■ **The tasks**:
• a. In the passage on Pericles, Wolsey, and the private motives behind wars, rewrite the text from "The influence which" up to and including "be generally known.", changing "bigotry" to "zealotry".
• b. Pick up the passage on Pericles, Wolsey, and the private motives behind wars after its final sentence and carry it on.

The celebrated Pericles, in compliance with the resentment of a
prostitute, at the expense of much of the blood and treasure of his
countrymen, attacked, vanquished, and destroyed the city of the
Samnians. The same man, stimulated by private pique against the
Megarensians, another nation of Greece, or to avoid a prosecution with
which he was threatened as an accomplice of a supposed theft of the
statuary Phidias, or to get rid of the accusations prepared to be brought
against him for dissipating the funds of the state in the purchase of
popularity, or from a combination of all these causes, was the
primitive author of that famous and fatal war, distinguished in the
Grecian annals by the name of the Peloponnesian war; which, after
various vicissitudes, intermissions, and renewals, terminated in the ruin
of the Athenian commonwealth.
The ambitious cardinal, who was prime minister to Henry VIII.,
permitting his vanity to aspire to the triple crown, entertained hopes of succeeding in the acquisition of that
splendid prize by the influence of the Emperor Charles V. To secure the
favor and interest of this enterprising and powerful monarch, he
precipitated England into a war with France, contrary to the plainest
dictates of policy, and at the hazard of the safety and independence, as
well of the kingdom over which he presided by his counsels, as of Europe
in general. For if there ever was a sovereign who bid fair to realize the
project of universal monarchy, it was the Emperor Charles V., of whose
intrigues Wolsey was at once the instrument and the dupe.
The influence which the bigotry of one female, the petulance of another, and the cabals of a third, had in the contemporary policy, ferments, and
pacifications, of a considerable part of Europe, are topics that have been
too often descanted upon not to be generally known.

■ **Items**:
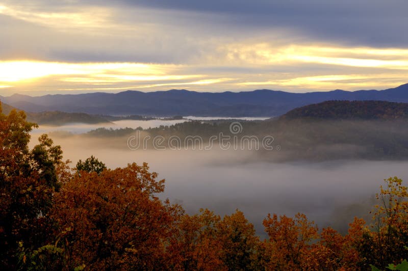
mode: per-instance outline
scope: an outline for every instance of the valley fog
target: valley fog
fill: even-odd
[[[40,131],[33,133],[32,146]],[[73,167],[91,155],[111,168],[147,162],[160,179],[166,179],[165,192],[160,195],[163,199],[181,204],[190,214],[208,208],[224,215],[239,209],[261,236],[268,213],[302,212],[319,228],[329,226],[344,233],[354,216],[369,222],[384,179],[398,176],[408,180],[408,161],[274,163],[262,161],[256,151],[133,151],[125,138],[52,138]]]

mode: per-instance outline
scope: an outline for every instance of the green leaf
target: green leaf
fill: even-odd
[[[381,271],[379,269],[377,268],[372,264],[370,264],[370,266],[371,267],[371,271]]]

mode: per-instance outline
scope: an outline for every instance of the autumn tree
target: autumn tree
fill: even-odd
[[[237,210],[222,220],[208,209],[186,214],[176,225],[167,251],[172,268],[252,270],[260,245],[253,226]]]
[[[145,163],[82,171],[56,195],[53,218],[69,269],[151,269],[164,265],[164,241],[181,211],[156,197],[164,180]]]
[[[216,228],[220,220],[207,209],[201,209],[199,214],[181,218],[169,238],[169,266],[176,270],[225,269]]]
[[[221,243],[221,259],[228,270],[252,270],[259,267],[259,238],[242,211],[237,209],[225,215],[217,228]]]
[[[268,269],[301,269],[308,265],[312,242],[318,237],[313,221],[300,213],[294,219],[269,214],[263,224],[269,237],[265,244]]]
[[[30,150],[30,132],[37,125],[23,112],[8,116],[0,105],[0,265],[16,268],[20,246],[33,251],[48,239],[48,214],[59,184],[62,151],[46,135]]]
[[[87,158],[85,161],[80,159],[76,163],[76,170],[79,173],[82,171],[87,172],[96,172],[98,175],[100,174],[103,171],[106,169],[105,164],[95,158],[93,155]]]
[[[379,204],[373,212],[373,231],[363,240],[369,249],[361,252],[367,264],[380,267],[408,258],[408,190],[397,177],[385,182],[376,195]]]

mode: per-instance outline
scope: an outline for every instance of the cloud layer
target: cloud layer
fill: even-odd
[[[0,94],[406,83],[408,3],[3,1]]]

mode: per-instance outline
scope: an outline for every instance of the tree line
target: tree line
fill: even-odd
[[[406,263],[408,192],[396,177],[380,187],[373,221],[355,218],[345,235],[303,214],[269,214],[261,240],[239,210],[190,215],[161,200],[165,181],[146,163],[111,169],[91,156],[71,169],[46,135],[30,149],[36,124],[23,112],[1,112],[3,269],[356,270]]]

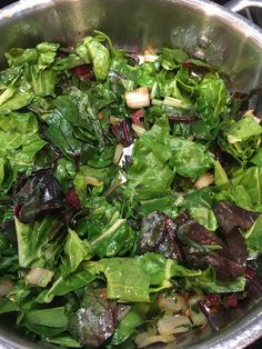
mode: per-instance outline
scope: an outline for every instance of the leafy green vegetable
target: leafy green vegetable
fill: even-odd
[[[246,163],[261,144],[261,133],[262,127],[246,112],[241,120],[225,128],[226,141],[221,140],[221,144],[225,151]]]
[[[27,321],[38,326],[66,329],[68,317],[64,307],[57,307],[26,312]]]
[[[84,39],[89,58],[93,64],[93,72],[98,80],[104,80],[108,77],[110,66],[109,50],[92,37]]]
[[[251,252],[262,251],[262,215],[255,220],[253,226],[244,233],[245,242]]]
[[[0,179],[4,183],[1,189],[7,192],[18,172],[32,169],[36,153],[46,146],[46,141],[38,136],[38,121],[33,113],[19,112],[0,118]]]
[[[203,144],[172,138],[170,147],[173,151],[170,163],[180,176],[196,178],[213,164],[213,156]]]
[[[135,232],[115,207],[102,197],[89,199],[84,206],[89,210],[84,230],[94,255],[100,258],[124,256],[132,249]]]
[[[78,251],[78,253],[75,253]],[[64,243],[64,258],[62,260],[61,275],[72,273],[79,265],[92,258],[92,250],[87,240],[81,240],[75,231],[69,229]]]
[[[19,307],[17,303],[9,299],[1,298],[0,299],[0,313],[6,313],[10,311],[19,311]]]
[[[62,222],[56,219],[44,219],[31,225],[23,225],[17,218],[14,218],[14,222],[19,266],[22,268],[47,267],[52,270],[57,262],[56,256],[61,248],[61,238],[58,232]]]
[[[143,62],[99,31],[6,58],[0,313],[41,342],[133,348],[168,292],[244,290],[262,252],[250,96],[230,97],[216,68],[181,49]],[[206,171],[214,183],[198,189]]]
[[[149,302],[150,292],[171,287],[172,277],[196,276],[201,271],[189,270],[158,253],[137,258],[110,258],[87,263],[92,273],[105,275],[107,297],[119,301]],[[151,286],[151,288],[150,288]]]
[[[239,170],[231,180],[230,193],[233,201],[250,211],[262,212],[262,168],[250,167]]]
[[[209,293],[241,292],[245,287],[245,278],[238,277],[234,281],[219,281],[212,267],[205,269],[200,276],[184,279],[181,287],[188,290],[202,290]]]
[[[134,310],[130,309],[117,327],[111,340],[111,345],[118,346],[123,343],[133,333],[134,329],[142,323],[143,319],[141,316]]]

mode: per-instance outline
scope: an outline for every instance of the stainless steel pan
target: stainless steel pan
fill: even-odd
[[[49,40],[74,43],[93,29],[120,47],[147,44],[184,48],[230,76],[231,88],[249,91],[262,82],[262,31],[233,11],[261,7],[262,0],[233,0],[228,9],[205,0],[28,0],[0,10],[0,67],[12,47]],[[262,295],[228,317],[221,331],[192,333],[184,348],[244,348],[262,336]],[[0,323],[0,348],[40,348],[18,333],[9,319]]]

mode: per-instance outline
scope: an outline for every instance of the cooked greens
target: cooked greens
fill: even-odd
[[[41,341],[117,349],[204,326],[209,297],[238,302],[262,251],[248,98],[180,49],[138,56],[98,31],[6,58],[0,313]]]

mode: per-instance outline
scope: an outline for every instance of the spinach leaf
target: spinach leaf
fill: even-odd
[[[261,144],[262,127],[248,112],[232,121],[223,133],[226,140],[221,139],[222,148],[245,164]]]
[[[18,172],[32,169],[36,153],[46,146],[46,141],[38,136],[38,121],[33,113],[12,112],[0,118],[0,142],[1,171],[8,190]],[[9,168],[13,174],[7,179]]]
[[[50,309],[29,310],[26,312],[27,322],[50,328],[60,328],[66,330],[68,317],[64,307]]]
[[[53,63],[58,48],[58,43],[41,42],[33,49],[13,48],[6,53],[6,58],[10,67],[24,64],[49,66]]]
[[[192,123],[192,132],[200,139],[214,139],[226,106],[228,92],[224,81],[218,73],[209,73],[196,87],[196,93],[195,110],[200,120]]]
[[[81,343],[100,347],[115,328],[113,303],[103,289],[88,289],[81,307],[69,320],[69,332]]]
[[[92,37],[85,38],[83,40],[83,44],[87,48],[89,60],[92,62],[93,72],[97,80],[104,80],[108,76],[110,67],[109,50]]]
[[[135,328],[143,323],[143,321],[144,320],[138,312],[130,309],[117,327],[110,343],[112,346],[123,343],[133,333]]]
[[[134,143],[133,163],[128,171],[127,197],[135,193],[142,203],[170,193],[174,171],[168,166],[171,158],[169,140],[168,119],[162,117]]]
[[[135,258],[101,259],[88,262],[87,268],[94,275],[103,272],[108,281],[107,297],[123,302],[149,302],[150,292],[171,287],[171,278],[201,273],[153,252]]]
[[[9,299],[1,298],[0,299],[0,313],[11,312],[11,311],[20,311],[18,305]]]
[[[92,168],[91,166],[81,166],[74,177],[73,183],[75,191],[83,202],[87,198],[88,186],[107,189],[117,177],[119,168],[114,164],[105,168]]]
[[[60,276],[52,285],[44,299],[49,300],[53,296],[64,296],[71,291],[78,290],[97,279],[88,270],[78,269],[69,276]]]
[[[78,251],[78,253],[75,253]],[[64,258],[62,259],[61,275],[67,277],[74,272],[79,265],[92,258],[92,250],[87,240],[81,240],[75,231],[69,229],[66,245]]]
[[[201,143],[182,138],[172,138],[170,147],[173,151],[170,164],[180,176],[196,178],[213,166],[213,156]]]
[[[46,338],[49,343],[58,345],[66,348],[81,348],[81,343],[69,335]]]
[[[239,170],[231,179],[230,195],[236,206],[262,212],[262,168]]]

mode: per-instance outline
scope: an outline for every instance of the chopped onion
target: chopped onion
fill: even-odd
[[[111,124],[120,124],[122,121],[123,121],[122,119],[117,118],[117,117],[113,117],[113,116],[111,116],[111,117],[109,118],[109,122],[110,122]]]
[[[163,311],[179,312],[187,309],[184,298],[178,293],[175,293],[172,298],[160,295],[158,297],[158,306]]]
[[[158,342],[169,343],[173,341],[174,339],[175,338],[172,335],[163,336],[163,335],[154,335],[151,332],[142,332],[135,337],[134,342],[138,346],[138,348],[144,348],[153,343],[158,343]]]
[[[213,174],[205,172],[203,174],[201,174],[198,180],[194,182],[194,187],[196,189],[201,189],[204,187],[209,187],[210,185],[212,185],[214,182],[214,177]]]
[[[0,297],[9,295],[14,288],[10,280],[0,280]]]
[[[114,150],[113,163],[118,164],[123,154],[123,144],[118,144]]]
[[[260,122],[261,122],[261,119],[255,117],[253,109],[248,110],[248,111],[245,112],[244,117],[250,117],[250,118],[252,118],[252,119],[253,119],[255,122],[258,122],[259,124],[260,124]]]
[[[47,287],[52,280],[53,271],[33,267],[26,276],[26,282],[29,285],[37,285],[39,287]]]
[[[144,52],[144,61],[145,62],[154,62],[159,59],[157,54]]]
[[[143,64],[144,63],[144,56],[139,54],[138,58],[139,58],[139,64]]]
[[[208,323],[208,319],[199,307],[199,301],[203,301],[202,296],[193,296],[189,299],[190,306],[190,318],[194,326],[205,326]]]
[[[132,123],[132,129],[134,130],[138,137],[141,137],[145,132],[145,129],[143,127],[138,126],[135,123]]]
[[[125,92],[124,99],[128,107],[132,109],[150,106],[149,89],[147,87],[141,87],[137,90]]]
[[[103,182],[99,181],[97,178],[89,176],[85,177],[85,183],[93,187],[101,187],[103,185]]]
[[[161,335],[174,335],[188,332],[191,328],[191,321],[182,315],[164,315],[158,321],[158,330]]]

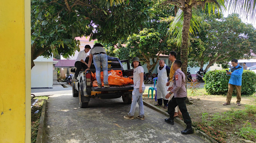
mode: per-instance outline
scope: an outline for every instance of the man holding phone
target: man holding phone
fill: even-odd
[[[232,98],[232,94],[234,88],[236,88],[237,92],[236,96],[236,105],[240,105],[241,101],[241,85],[242,85],[242,75],[243,69],[243,67],[238,65],[238,60],[237,59],[233,59],[231,60],[231,64],[233,67],[230,68],[230,71],[226,70],[226,74],[228,76],[230,76],[230,78],[228,82],[228,91],[227,95],[226,103],[223,105],[227,105],[230,104],[230,101]]]

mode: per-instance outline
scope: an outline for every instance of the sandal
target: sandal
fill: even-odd
[[[230,105],[230,103],[224,103],[223,104],[223,105],[225,106],[225,105]]]

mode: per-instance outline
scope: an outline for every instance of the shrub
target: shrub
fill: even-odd
[[[225,70],[215,70],[206,72],[204,78],[206,92],[209,94],[226,94],[230,78],[230,76],[226,75]],[[256,74],[252,71],[244,70],[242,76],[242,95],[254,93],[256,83]],[[236,94],[236,91],[234,89],[233,94]]]

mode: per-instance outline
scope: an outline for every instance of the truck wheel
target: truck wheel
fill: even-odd
[[[75,84],[73,83],[72,84],[72,93],[73,95],[73,97],[78,97],[78,92],[76,89],[75,88]]]
[[[89,102],[82,102],[82,98],[83,98],[83,96],[82,96],[81,89],[80,88],[78,88],[79,89],[78,90],[78,94],[79,95],[79,105],[80,108],[85,108],[88,107],[88,105],[89,103]]]
[[[122,99],[124,104],[130,104],[132,103],[132,94],[123,94],[122,96]]]

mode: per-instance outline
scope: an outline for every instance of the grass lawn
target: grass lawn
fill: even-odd
[[[256,141],[256,94],[242,96],[241,106],[236,105],[236,96],[232,97],[230,105],[223,106],[226,95],[209,95],[203,88],[197,89],[195,96],[187,90],[188,98],[193,103],[187,105],[193,127],[219,143]],[[154,98],[147,96],[143,100],[156,103]],[[158,107],[167,111],[163,105]]]

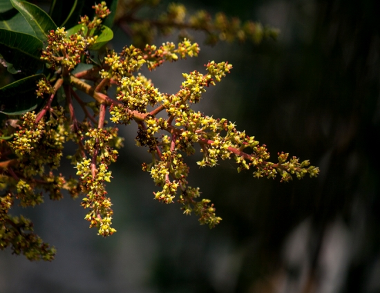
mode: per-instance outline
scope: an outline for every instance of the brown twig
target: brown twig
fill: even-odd
[[[39,120],[42,119],[42,117],[45,115],[48,110],[50,109],[51,103],[53,102],[53,100],[54,99],[54,97],[55,96],[55,93],[57,93],[57,91],[58,91],[58,88],[59,88],[62,84],[64,84],[64,79],[60,78],[55,82],[55,84],[53,86],[54,92],[52,93],[49,97],[49,100],[48,100],[48,102],[46,103],[46,105],[44,107],[42,110],[37,114],[36,117],[36,123],[38,123]]]

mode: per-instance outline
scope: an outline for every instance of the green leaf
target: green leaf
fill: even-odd
[[[55,30],[57,26],[45,11],[34,4],[10,0],[12,5],[23,16],[33,29],[36,37],[44,41],[48,39],[50,30]]]
[[[94,1],[92,1],[93,5]],[[54,21],[59,26],[71,28],[75,26],[82,13],[84,8],[85,0],[65,0],[53,1],[49,15]]]
[[[37,82],[44,76],[29,76],[0,88],[0,113],[17,115],[35,109],[43,102],[36,95]]]
[[[39,59],[42,46],[42,41],[30,35],[0,28],[0,55],[16,70],[35,73],[42,64]]]
[[[100,33],[97,32],[95,35],[97,35],[97,39],[95,44],[89,48],[90,50],[99,50],[113,38],[113,32],[108,26],[102,26]]]
[[[10,3],[10,1],[9,3]],[[34,30],[28,21],[12,6],[10,9],[0,12],[0,28],[35,36]]]
[[[85,35],[87,35],[88,30],[88,28],[83,24],[79,23],[68,30],[66,35],[70,37],[70,35],[79,32],[82,27],[84,27],[84,34]],[[93,50],[100,49],[113,38],[113,32],[110,28],[106,26],[101,26],[99,30],[91,30],[88,35],[91,37],[97,35],[96,41],[89,48],[90,50]]]
[[[83,24],[79,23],[79,24],[77,24],[76,26],[73,26],[71,28],[69,28],[68,30],[66,30],[66,35],[68,37],[70,37],[74,34],[76,34],[78,32],[80,32],[82,26],[84,26]],[[84,26],[84,35],[87,34],[88,30],[88,28],[86,26]]]
[[[116,15],[116,10],[117,9],[117,3],[119,1],[108,0],[106,2],[107,3],[107,7],[111,11],[111,14],[106,18],[103,24],[106,26],[112,27],[113,19],[115,19],[115,16]]]
[[[0,13],[13,8],[10,0],[0,0]]]

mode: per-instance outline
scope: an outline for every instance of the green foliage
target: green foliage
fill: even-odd
[[[116,8],[117,1],[109,2]],[[198,55],[198,45],[186,37],[177,45],[147,44],[158,31],[167,34],[177,28],[188,36],[185,30],[201,30],[208,35],[207,41],[214,44],[249,39],[257,43],[265,37],[274,37],[276,30],[252,22],[240,25],[222,14],[212,18],[201,11],[187,17],[185,8],[179,4],[170,4],[158,18],[142,20],[135,17],[136,11],[157,3],[141,0],[120,3],[120,10],[126,12],[123,17],[112,15],[102,2],[93,6],[92,17],[79,18],[78,11],[86,10],[86,3],[75,1],[68,16],[62,18],[57,13],[59,1],[53,1],[50,14],[57,23],[79,21],[68,29],[57,27],[48,14],[27,2],[11,0],[8,6],[0,6],[2,64],[18,79],[0,88],[3,117],[0,130],[1,249],[11,247],[14,253],[23,253],[31,260],[51,260],[54,248],[33,233],[28,220],[13,217],[8,211],[15,202],[21,207],[39,205],[45,193],[59,200],[63,189],[73,198],[85,195],[82,205],[88,209],[85,219],[90,227],[96,227],[103,236],[116,231],[111,227],[113,211],[105,184],[111,181],[108,168],[116,161],[123,139],[117,136],[115,124],[105,126],[107,108],[114,124],[136,122],[136,144],[146,146],[152,158],[142,169],[160,187],[155,198],[167,204],[177,198],[184,214],[194,212],[201,224],[210,227],[222,219],[209,200],[200,198],[199,188],[189,186],[187,181],[189,168],[184,157],[195,153],[196,144],[202,153],[198,162],[202,167],[233,159],[238,171],[253,169],[257,178],[279,175],[281,181],[287,182],[293,175],[298,179],[306,174],[318,175],[319,169],[309,166],[308,160],[288,159],[287,153],[279,153],[278,162],[270,162],[266,146],[260,145],[254,137],[238,131],[227,119],[191,108],[201,101],[207,87],[215,86],[230,72],[232,66],[228,62],[211,61],[205,65],[205,73],[183,73],[180,90],[172,95],[160,93],[139,72],[144,66],[151,70],[164,62]],[[106,23],[112,23],[115,17],[124,28],[131,23],[126,30],[135,44],[126,46],[119,53],[105,49],[113,37],[113,30],[103,24],[107,17],[111,20]],[[24,22],[17,26],[15,20],[20,17]],[[94,52],[97,60],[91,57]],[[107,93],[111,86],[116,87],[115,98]],[[78,91],[94,102],[85,102]],[[73,99],[79,108],[74,106]],[[77,118],[80,111],[84,116],[82,121]],[[167,118],[157,117],[161,112],[167,113]],[[77,179],[54,171],[59,168],[65,143],[69,141],[77,146],[69,157],[77,169]]]

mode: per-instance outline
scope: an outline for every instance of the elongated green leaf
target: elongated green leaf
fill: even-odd
[[[74,4],[71,8],[71,10],[70,10],[68,15],[67,16],[66,19],[64,21],[64,22],[61,24],[62,26],[64,26],[67,22],[70,21],[70,19],[71,19],[71,17],[75,14],[75,12],[77,10],[77,5],[78,5],[78,0],[75,0]]]
[[[13,8],[10,0],[0,0],[0,13],[5,12]]]
[[[34,4],[10,0],[12,5],[23,16],[33,29],[36,37],[44,41],[48,39],[48,33],[55,30],[57,26],[45,11]]]
[[[9,3],[10,3],[10,0]],[[0,28],[35,36],[34,30],[28,21],[12,6],[10,9],[0,12]]]
[[[17,71],[35,73],[41,64],[42,46],[42,41],[30,35],[0,28],[0,55]]]
[[[77,24],[76,26],[74,26],[73,28],[69,28],[68,30],[66,30],[66,35],[68,37],[70,37],[70,35],[73,35],[74,34],[76,34],[77,32],[79,32],[82,29],[82,28],[83,27],[83,24]],[[87,30],[88,30],[88,28],[85,26],[84,27],[84,35],[86,35],[87,34]]]
[[[71,28],[78,23],[79,17],[84,15],[83,9],[86,0],[57,0],[53,1],[49,15],[59,26]],[[95,1],[90,3],[90,7]]]
[[[83,26],[83,24],[77,24],[67,30],[67,36],[70,37],[78,32],[82,27],[84,27],[84,35],[87,35],[88,28]],[[88,35],[91,37],[97,35],[96,41],[89,48],[90,50],[99,50],[113,38],[113,32],[110,28],[106,26],[102,26],[99,30],[91,30]]]
[[[44,77],[29,76],[0,88],[0,113],[17,115],[35,109],[43,102],[37,97],[36,88],[37,81]]]
[[[119,2],[118,0],[107,0],[106,1],[107,7],[111,11],[111,14],[106,18],[104,21],[103,22],[103,24],[106,26],[109,26],[110,28],[112,27],[112,25],[113,24],[113,19],[115,19],[115,16],[116,15],[116,10],[117,9],[117,3]]]
[[[106,26],[102,26],[100,33],[95,33],[95,35],[97,35],[97,39],[90,47],[90,50],[99,50],[113,38],[113,32]]]

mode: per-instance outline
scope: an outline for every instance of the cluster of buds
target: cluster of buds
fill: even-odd
[[[77,163],[77,175],[79,176],[86,197],[82,205],[91,209],[85,219],[90,222],[90,227],[96,227],[103,236],[116,231],[111,227],[113,211],[111,199],[106,196],[105,182],[111,182],[111,172],[108,166],[117,158],[117,151],[112,146],[122,146],[117,137],[117,129],[91,129],[86,133],[89,138],[85,148],[92,159],[82,158]]]
[[[10,245],[15,253],[22,252],[30,259],[52,259],[54,248],[48,247],[33,233],[30,222],[23,217],[12,217],[8,212],[15,200],[22,207],[43,202],[44,192],[50,198],[59,200],[62,197],[61,189],[67,189],[73,197],[86,194],[82,205],[89,209],[85,219],[90,222],[90,227],[97,228],[103,236],[116,231],[111,227],[113,211],[106,182],[112,178],[108,166],[117,160],[116,149],[122,146],[122,140],[117,136],[115,126],[104,127],[107,107],[110,120],[115,124],[137,122],[136,144],[147,147],[152,158],[151,162],[142,164],[143,170],[150,173],[160,188],[153,193],[154,198],[167,204],[178,202],[184,214],[193,212],[201,224],[210,227],[222,219],[216,216],[209,200],[200,199],[199,188],[189,186],[187,182],[189,168],[184,155],[194,154],[196,145],[202,154],[198,162],[202,167],[216,166],[219,160],[233,159],[238,172],[253,169],[256,178],[274,178],[279,175],[281,181],[287,182],[294,175],[298,179],[307,174],[310,177],[318,175],[319,169],[310,166],[308,160],[300,162],[296,157],[289,159],[287,153],[278,153],[277,163],[269,162],[266,146],[260,145],[245,131],[238,131],[234,123],[192,109],[193,104],[201,101],[207,87],[215,86],[230,72],[232,66],[228,62],[209,62],[205,65],[205,74],[199,71],[183,73],[184,81],[178,93],[172,95],[160,93],[139,73],[144,65],[151,70],[165,62],[198,56],[200,49],[196,43],[184,39],[178,46],[171,42],[159,47],[144,44],[140,49],[130,45],[120,54],[106,51],[104,58],[99,57],[97,62],[93,62],[87,50],[93,48],[95,43],[98,49],[103,46],[104,41],[97,43],[102,37],[97,37],[103,29],[107,31],[108,28],[101,23],[110,14],[104,1],[93,8],[95,17],[92,21],[82,17],[77,32],[73,31],[78,28],[75,26],[70,33],[64,28],[58,28],[48,34],[41,58],[55,72],[49,80],[44,78],[38,82],[37,95],[49,95],[43,108],[37,115],[34,112],[24,114],[11,132],[1,131],[6,139],[0,146],[0,189],[6,191],[6,196],[0,197],[0,248]],[[171,4],[158,21],[142,21],[140,26],[149,28],[154,24],[162,31],[174,27],[202,29],[209,33],[211,43],[216,39],[244,41],[249,37],[259,41],[265,33],[272,37],[276,35],[270,28],[265,32],[259,24],[240,24],[222,14],[213,19],[206,12],[199,12],[187,19],[184,6]],[[145,32],[145,35],[151,35]],[[84,62],[91,63],[93,68],[73,74],[77,65]],[[106,89],[112,85],[117,86],[116,99],[107,95]],[[53,107],[52,101],[61,86],[65,108]],[[74,87],[96,102],[84,102]],[[76,117],[73,99],[83,110],[82,122]],[[158,117],[162,112],[166,113],[165,117]],[[76,165],[78,180],[66,180],[61,174],[55,175],[52,171],[59,167],[64,144],[69,140],[78,146],[76,153],[70,158]]]

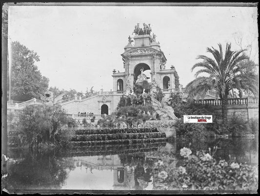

■ **Responses by task**:
• a.
The influence which the zealotry of one female, the petulance of another, and the cabals of a third, had in the contemporary policy, ferments, and
pacifications, of a considerable part of Europe, are topics that have been
too often descanted upon not to be generally known.

• b.
To multiply examples of the agency of personal considerations in the
production of great national events, either foreign or domestic, according
to their direction, would be an unnecessary waste of time. Those who have
but a superficial acquaintance with the sources from which they are to be
drawn, will themselves recollect a variety of instances; and those who
have a tolerable knowledge of human nature will not stand in need of such
lights to form their opinion either of the reality or extent of that
agency. Perhaps, however, a reference, tending to illustrate the general
principle, may with propriety be made to a case which has lately happened
among ourselves. If Shays had not been a desperate debtor, it is
much to be doubted whether Massachusetts would have been plunged into a
civil war.
But notwithstanding the concurring testimony of experience, in this
particular, there are still to be found visionary or designing men, who
stand ready to advocate the paradox of perpetual peace between the States,
though dismembered and alienated from each other. The genius of republics
(say they) is pacific; the spirit of commerce has a tendency to soften the
manners of men, and to extinguish those inflammable humors which have so
often kindled into wars. Commercial republics, like ours, will never be
disposed to waste themselves in ruinous contentions with each other. They
will be governed by mutual interest, and will cultivate a spirit of mutual
amity and concord.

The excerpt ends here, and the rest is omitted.